──────── Trecho selecionado

Filme retrata classe média baixa que vive nos arredores da Disney World

'Projeto Flórida' adota a perspectiva de crianças e estreia na quinta (1º)

Guilherme Genestreti
São Paulo

Em certo momento do filme "Projeto Flórida", um casal de brasileiros em férias na Disney World se decepciona ao descobrir que o hotel em que fez reserva é uma espelunca: misto de conjunto habitacional com motel de beira de estrada que envergonharia qualquer agência de viagens. Os dois começam a brigar, a mulher bem mais frustrada do que o marido.

A rápida cena resume o paradoxo do drama dirigido pelo nova-iorquino Sean Baker, que estreia nesta quinta (1º).

Nos arredores dos parques temáticos de Orlando, na Flórida, um prédio depauperado é lar para toda sorte de americanos semimiseráveis. O nome do lugar não poderia ser mais irônico: Magic Castle (castelo mágico).

"Embora o problema da moradia seja comum ao país inteiro, essa é uma história que só poderia acontecer naquele lugar", diz o diretor à Folha, por telefone. Ele afirma que buscou retratar o que chama de "desabrigados ocultos". "Os turistas chegam ali aos milhões, gastam os tubos, mas não fazem ideia do que acontece às sombras."

────────────────
──────── Material extraído

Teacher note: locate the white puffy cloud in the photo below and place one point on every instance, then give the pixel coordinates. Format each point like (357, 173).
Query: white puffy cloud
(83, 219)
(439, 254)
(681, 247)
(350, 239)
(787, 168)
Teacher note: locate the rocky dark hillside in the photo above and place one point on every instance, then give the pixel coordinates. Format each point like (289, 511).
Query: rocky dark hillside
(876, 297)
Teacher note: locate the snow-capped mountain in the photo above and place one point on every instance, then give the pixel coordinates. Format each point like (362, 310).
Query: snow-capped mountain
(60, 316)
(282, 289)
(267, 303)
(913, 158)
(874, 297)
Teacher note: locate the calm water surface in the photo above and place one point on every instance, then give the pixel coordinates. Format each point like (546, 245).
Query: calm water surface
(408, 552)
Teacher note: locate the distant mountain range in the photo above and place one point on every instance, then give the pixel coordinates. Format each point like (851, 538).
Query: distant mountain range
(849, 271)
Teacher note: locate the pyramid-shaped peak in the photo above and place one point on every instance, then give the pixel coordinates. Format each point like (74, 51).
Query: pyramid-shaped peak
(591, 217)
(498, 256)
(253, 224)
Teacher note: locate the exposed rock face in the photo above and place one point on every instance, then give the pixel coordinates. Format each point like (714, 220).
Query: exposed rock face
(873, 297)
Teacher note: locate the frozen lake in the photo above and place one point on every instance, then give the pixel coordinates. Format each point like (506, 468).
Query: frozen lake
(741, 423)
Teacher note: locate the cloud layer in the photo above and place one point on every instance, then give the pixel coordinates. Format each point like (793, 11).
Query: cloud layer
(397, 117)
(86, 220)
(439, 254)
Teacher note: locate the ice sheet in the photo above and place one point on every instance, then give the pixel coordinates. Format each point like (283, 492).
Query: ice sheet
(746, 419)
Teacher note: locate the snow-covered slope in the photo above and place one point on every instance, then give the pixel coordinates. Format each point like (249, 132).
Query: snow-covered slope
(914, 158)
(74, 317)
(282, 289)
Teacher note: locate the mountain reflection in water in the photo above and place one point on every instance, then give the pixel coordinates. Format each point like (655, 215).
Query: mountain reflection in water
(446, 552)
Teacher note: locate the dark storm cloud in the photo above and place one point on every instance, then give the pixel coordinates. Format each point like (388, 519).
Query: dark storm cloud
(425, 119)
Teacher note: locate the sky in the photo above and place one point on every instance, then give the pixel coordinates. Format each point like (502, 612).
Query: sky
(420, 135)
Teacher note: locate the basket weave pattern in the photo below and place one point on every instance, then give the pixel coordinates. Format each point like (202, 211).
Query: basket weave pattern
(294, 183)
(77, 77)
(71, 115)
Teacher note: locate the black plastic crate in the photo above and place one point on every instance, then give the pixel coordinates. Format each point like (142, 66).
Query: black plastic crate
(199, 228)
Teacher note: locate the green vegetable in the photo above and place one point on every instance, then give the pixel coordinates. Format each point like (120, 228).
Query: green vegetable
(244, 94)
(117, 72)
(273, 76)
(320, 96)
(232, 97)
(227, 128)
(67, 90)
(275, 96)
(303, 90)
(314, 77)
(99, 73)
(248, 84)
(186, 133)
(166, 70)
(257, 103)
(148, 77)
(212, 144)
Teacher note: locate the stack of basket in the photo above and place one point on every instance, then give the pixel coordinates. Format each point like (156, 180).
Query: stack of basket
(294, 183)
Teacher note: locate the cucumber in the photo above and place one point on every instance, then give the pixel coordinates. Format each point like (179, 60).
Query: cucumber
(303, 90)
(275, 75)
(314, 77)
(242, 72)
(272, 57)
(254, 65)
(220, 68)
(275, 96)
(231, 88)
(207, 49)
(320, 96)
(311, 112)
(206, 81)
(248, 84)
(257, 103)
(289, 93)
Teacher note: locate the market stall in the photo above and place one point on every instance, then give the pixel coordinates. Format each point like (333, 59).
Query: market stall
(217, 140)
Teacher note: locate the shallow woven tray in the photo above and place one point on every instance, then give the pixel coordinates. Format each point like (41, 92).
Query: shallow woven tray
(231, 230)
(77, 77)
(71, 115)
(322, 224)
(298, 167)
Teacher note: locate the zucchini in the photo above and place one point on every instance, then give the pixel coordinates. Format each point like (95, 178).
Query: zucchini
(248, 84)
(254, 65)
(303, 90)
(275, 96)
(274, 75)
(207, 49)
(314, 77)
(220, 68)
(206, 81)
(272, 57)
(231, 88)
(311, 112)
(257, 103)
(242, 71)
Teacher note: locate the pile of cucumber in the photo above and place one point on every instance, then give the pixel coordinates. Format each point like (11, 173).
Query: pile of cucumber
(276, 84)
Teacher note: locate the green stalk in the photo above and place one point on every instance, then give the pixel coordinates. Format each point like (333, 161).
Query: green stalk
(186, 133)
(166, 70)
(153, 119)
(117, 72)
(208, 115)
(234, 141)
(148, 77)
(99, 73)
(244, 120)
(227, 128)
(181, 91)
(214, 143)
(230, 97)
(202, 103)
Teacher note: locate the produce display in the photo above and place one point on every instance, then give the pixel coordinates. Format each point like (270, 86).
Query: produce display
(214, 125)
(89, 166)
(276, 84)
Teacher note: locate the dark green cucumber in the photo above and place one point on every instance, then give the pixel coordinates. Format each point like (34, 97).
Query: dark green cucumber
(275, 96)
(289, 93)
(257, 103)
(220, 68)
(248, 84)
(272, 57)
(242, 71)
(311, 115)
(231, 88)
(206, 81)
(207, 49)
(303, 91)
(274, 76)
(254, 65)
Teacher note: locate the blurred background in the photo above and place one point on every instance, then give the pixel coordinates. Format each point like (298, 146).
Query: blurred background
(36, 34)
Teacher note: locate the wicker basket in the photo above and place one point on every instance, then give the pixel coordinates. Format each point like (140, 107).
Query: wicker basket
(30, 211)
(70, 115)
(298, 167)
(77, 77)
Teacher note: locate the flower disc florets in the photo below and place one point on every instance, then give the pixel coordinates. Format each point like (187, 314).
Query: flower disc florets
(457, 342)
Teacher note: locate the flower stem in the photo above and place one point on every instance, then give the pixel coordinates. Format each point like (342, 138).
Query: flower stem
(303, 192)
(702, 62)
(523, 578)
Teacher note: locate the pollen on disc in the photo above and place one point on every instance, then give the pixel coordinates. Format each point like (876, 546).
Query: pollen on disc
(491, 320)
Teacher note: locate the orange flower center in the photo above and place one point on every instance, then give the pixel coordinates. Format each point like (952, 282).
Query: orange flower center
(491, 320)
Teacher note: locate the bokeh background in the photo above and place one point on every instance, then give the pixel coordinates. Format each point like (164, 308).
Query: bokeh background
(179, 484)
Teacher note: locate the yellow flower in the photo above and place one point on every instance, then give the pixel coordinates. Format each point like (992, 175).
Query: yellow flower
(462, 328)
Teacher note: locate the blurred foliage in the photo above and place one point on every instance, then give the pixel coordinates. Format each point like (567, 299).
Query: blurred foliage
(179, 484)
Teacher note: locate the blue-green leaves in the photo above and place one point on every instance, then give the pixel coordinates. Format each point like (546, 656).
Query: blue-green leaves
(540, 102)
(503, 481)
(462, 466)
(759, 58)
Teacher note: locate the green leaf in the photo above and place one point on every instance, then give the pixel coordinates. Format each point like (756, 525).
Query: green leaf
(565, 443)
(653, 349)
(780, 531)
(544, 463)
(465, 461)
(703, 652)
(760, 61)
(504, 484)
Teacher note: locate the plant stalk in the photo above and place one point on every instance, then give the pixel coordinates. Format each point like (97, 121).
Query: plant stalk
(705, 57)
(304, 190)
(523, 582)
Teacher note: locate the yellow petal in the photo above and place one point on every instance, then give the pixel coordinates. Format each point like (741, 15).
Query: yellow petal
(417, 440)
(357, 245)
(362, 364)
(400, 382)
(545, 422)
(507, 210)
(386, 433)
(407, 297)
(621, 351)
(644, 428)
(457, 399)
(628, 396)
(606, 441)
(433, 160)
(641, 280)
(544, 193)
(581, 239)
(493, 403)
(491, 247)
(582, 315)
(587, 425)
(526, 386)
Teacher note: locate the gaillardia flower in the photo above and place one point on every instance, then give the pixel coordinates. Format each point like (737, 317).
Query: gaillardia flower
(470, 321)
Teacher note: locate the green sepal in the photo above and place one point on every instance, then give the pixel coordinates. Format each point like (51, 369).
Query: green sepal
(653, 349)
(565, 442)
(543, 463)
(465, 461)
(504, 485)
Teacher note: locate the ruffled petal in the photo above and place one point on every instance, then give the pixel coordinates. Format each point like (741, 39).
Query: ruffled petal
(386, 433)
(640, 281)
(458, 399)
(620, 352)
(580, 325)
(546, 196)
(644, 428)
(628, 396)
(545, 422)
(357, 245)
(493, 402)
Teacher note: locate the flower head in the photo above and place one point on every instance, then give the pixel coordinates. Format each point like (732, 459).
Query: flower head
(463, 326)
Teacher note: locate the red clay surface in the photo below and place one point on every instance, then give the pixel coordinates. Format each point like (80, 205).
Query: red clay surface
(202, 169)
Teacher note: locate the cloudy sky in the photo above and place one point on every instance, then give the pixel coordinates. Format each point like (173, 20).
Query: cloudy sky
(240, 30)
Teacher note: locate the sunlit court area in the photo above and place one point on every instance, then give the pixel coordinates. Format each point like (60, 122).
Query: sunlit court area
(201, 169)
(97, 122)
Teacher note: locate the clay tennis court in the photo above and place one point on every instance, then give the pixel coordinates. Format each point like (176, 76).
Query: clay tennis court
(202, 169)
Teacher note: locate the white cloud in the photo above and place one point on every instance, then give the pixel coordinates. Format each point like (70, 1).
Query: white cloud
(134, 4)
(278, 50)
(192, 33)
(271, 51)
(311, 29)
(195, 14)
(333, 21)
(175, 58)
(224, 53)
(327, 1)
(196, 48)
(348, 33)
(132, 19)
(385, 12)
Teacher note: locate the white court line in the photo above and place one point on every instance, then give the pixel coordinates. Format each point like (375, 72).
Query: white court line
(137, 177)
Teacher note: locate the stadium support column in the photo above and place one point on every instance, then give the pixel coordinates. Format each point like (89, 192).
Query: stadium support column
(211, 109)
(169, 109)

────────────────

**Enunciado 1**
Traduza para o inglês a frase "A rápida cena resume o paradoxo do drama dirigido pelo nova-iorquino Sean Baker, que estreia nesta quinta (1º)." do texto sobre o filme "Projeto Flórida".
**Enunciado 2**
Substitua "espelunca" por "pocilga" na passagem do texto sobre o filme "Projeto Flórida" que vai de "Em certo momento" até "que o marido.", inclusive, e apresente a passagem resultante.
**Enunciado 3**
Diga se cada afirmação concorda com o texto sobre o filme "Projeto Flórida", respondendo sim ou não e citando as palavras do texto que decidem a questão: (a) O diretor Sean Baker é de Nova York. (b) O diretor falou com a Folha pessoalmente. (c) No casal de brasileiros, o marido fica mais frustrado do que a mulher.
Os dados não são necessários para nenhuma das tarefas.

**Resposta do exercício 1**
The brief scene sums up the paradox of the drama directed by New Yorker Sean Baker, which opens this Thursday (the 1st).

**Resposta do exercício 2**
Em certo momento do filme "Projeto Flórida", um casal de brasileiros em férias na Disney World se decepciona ao descobrir que o hotel em que fez reserva é uma pocilga: misto de conjunto habitacional com motel de beira de estrada que envergonharia qualquer agência de viagens. Os dois começam a brigar, a mulher bem mais frustrada do que o marido.

**Resposta do exercício 3**
(a) Sim: "dirigido pelo nova-iorquino Sean Baker".
(b) Não: "diz o diretor à Folha, por telefone".
(c) Não: "a mulher bem mais frustrada do que o marido".